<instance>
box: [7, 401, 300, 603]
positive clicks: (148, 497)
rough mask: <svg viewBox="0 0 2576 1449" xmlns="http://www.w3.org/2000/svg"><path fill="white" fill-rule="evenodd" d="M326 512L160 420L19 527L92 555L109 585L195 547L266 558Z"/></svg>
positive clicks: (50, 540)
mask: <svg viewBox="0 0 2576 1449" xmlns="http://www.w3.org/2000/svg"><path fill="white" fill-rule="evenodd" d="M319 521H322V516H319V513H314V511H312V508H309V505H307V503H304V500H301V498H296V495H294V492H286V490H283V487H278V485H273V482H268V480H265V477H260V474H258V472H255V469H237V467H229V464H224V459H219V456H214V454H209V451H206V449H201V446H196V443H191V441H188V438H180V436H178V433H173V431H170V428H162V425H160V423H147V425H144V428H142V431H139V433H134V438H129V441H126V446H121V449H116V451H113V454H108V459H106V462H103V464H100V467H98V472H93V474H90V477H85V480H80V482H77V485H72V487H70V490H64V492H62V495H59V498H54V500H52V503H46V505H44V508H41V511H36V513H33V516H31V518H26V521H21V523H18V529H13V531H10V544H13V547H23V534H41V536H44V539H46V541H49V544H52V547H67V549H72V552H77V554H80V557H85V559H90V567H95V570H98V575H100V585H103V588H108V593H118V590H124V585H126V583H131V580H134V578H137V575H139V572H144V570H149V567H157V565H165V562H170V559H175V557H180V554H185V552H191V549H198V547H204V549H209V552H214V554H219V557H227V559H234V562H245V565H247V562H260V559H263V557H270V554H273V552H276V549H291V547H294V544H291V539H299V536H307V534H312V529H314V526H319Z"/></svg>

================

ABOUT THIS EXERCISE –
Without changing a word, write out each entry again.

EXERCISE OUTPUT –
<instance>
box: [7, 401, 300, 603]
positive clicks: (148, 497)
rough mask: <svg viewBox="0 0 2576 1449" xmlns="http://www.w3.org/2000/svg"><path fill="white" fill-rule="evenodd" d="M326 512L160 420L19 527L92 555L109 585L195 547L266 558Z"/></svg>
positive clicks: (50, 540)
mask: <svg viewBox="0 0 2576 1449" xmlns="http://www.w3.org/2000/svg"><path fill="white" fill-rule="evenodd" d="M319 521H322V516H319V513H314V511H312V508H309V505H307V503H304V500H301V498H296V495H294V492H286V490H283V487H278V485H273V482H268V480H265V477H260V474H258V472H255V469H237V467H229V464H224V459H219V456H214V454H209V451H206V449H201V446H196V443H191V441H188V438H180V436H178V433H173V431H170V428H162V425H160V423H147V425H144V428H142V431H139V433H134V438H129V441H126V446H121V449H116V451H113V454H108V459H106V462H103V464H100V467H98V472H93V474H90V477H85V480H80V482H77V485H72V487H70V490H64V492H62V495H59V498H54V500H52V503H46V505H44V508H41V511H36V513H33V516H31V518H26V521H21V523H18V529H13V531H10V544H13V547H23V534H41V536H44V539H46V541H49V544H52V547H67V549H72V552H77V554H80V557H85V559H90V567H95V570H98V575H100V585H103V588H108V593H118V590H124V585H126V583H131V580H134V578H137V575H139V572H144V570H149V567H157V565H165V562H170V559H175V557H180V554H185V552H191V549H198V547H204V549H209V552H214V554H219V557H227V559H234V562H245V565H247V562H260V559H263V557H270V554H273V552H276V549H291V547H294V544H291V539H299V536H307V534H312V529H314V526H319Z"/></svg>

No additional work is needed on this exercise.